Instructions for the task :: Write the next part of the article below on web page loading speed, picking up right after its last line.

Source excerpt ::
* start *

Web Page Speed Critical
by Ron Kurtus (revised 19 September 2008)
The time it takes for your web page to render or display is critical in whether or not a person will stay to view the page. Many users do not have the patience to wait very long, especially if they are not certain of the quality of your content.
>>> It seems that many news and information websites have so many ads and videos that ...
Although a Web page with colorful graphics and interesting special effects are appealing and often look professional, most viewers and Web surfers want to see a page as quick as possible. There is a limit to a person's patience when waiting for a page to load. It is not as much of a problem for those with a broadband or high-speed connection, but there are still many without such connections. It is important to optimize your page for rapid viewing, while still keeping the eye appeal.
Questions you may have include:
- What happens if the page downloads slowly?
- What can be done to speed up the downloading graphics?

* end *

Dataset extract ::
* start *

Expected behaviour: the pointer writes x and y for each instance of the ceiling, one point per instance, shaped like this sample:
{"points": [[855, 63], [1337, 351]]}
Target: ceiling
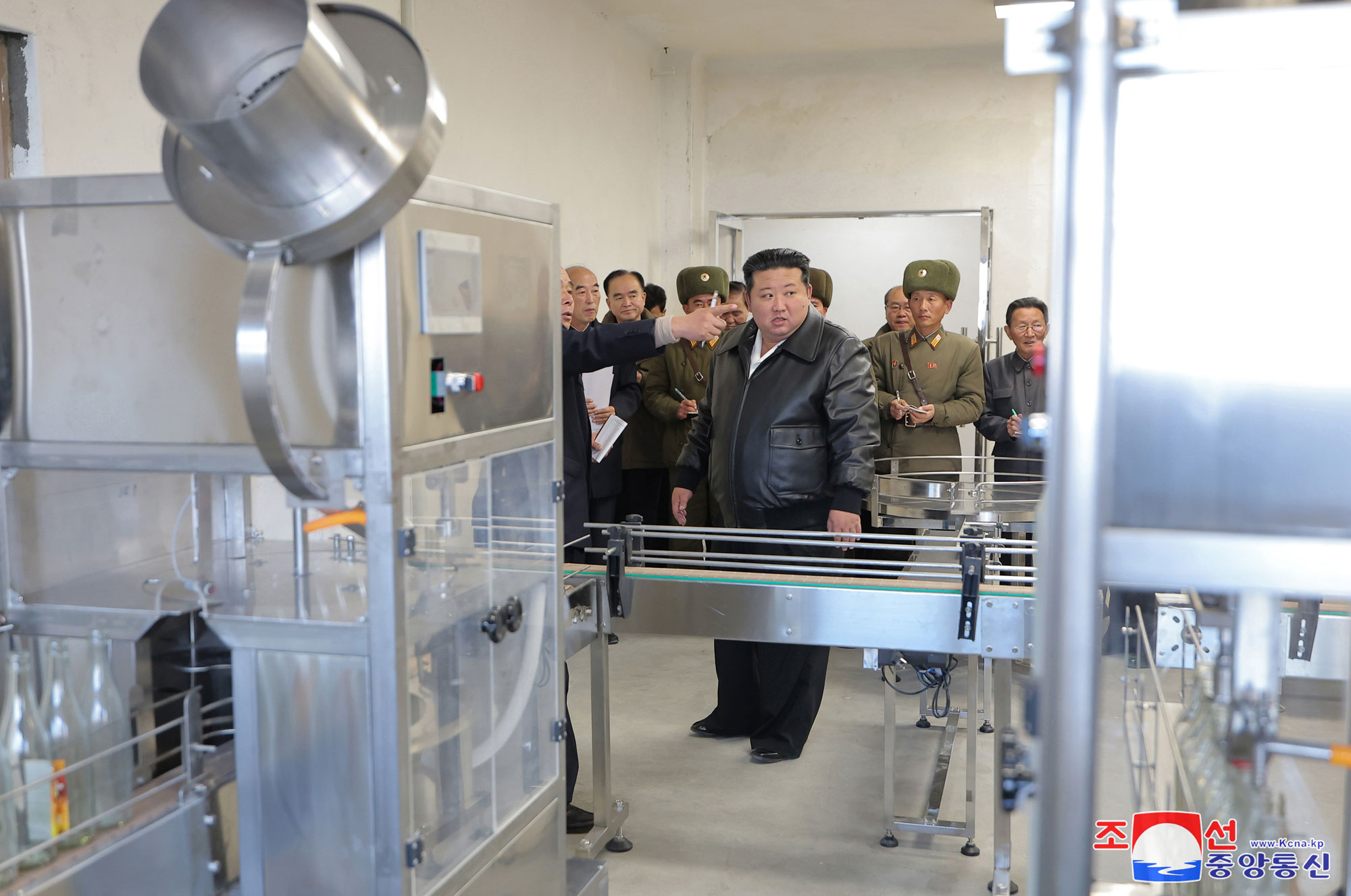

* end *

Exercise output ::
- Are there any other tricks to speed things up?
This lesson will answer those questions.
- Large HTML file size
- Too many images
- Images are too large
- Content within tables, especially nested tables
- Too many HTTP requests
- Large media files
- Slow or overloaded server
- Microsoft Internet Explorer
Slow download loses customers
An effective tool for business success is to have a company Web site. Three goals that many businesses have for maintaining a Web presence are:
- To give a positive opinion of the business in the mind of the viewer,
- To make sure the viewer looks at the pertinent information on the Web site,
- To get the user to either come back to the site, to contact the business, or to contact a sales representative.
One of the biggest mistakes that many businesses make in designing their Web sites is to give them so much eye-appeal and to provide so many of the latest Web effects that the site takes forever to download.
The lesson here is: Don't make your site so fancy that you lose potential customers because it takes too long to download.
Large graphics files
Large graphics files take too long to download and thus discourage viewers.
Certainly a page with striking graphics can attract attention and be appealing to the eye. but you must remember that the Web is not the same as a slick magazine. It takes a long time to download large graphics files, even with a fast modem. Many people do not have the patience to wait and will move on to someplace else.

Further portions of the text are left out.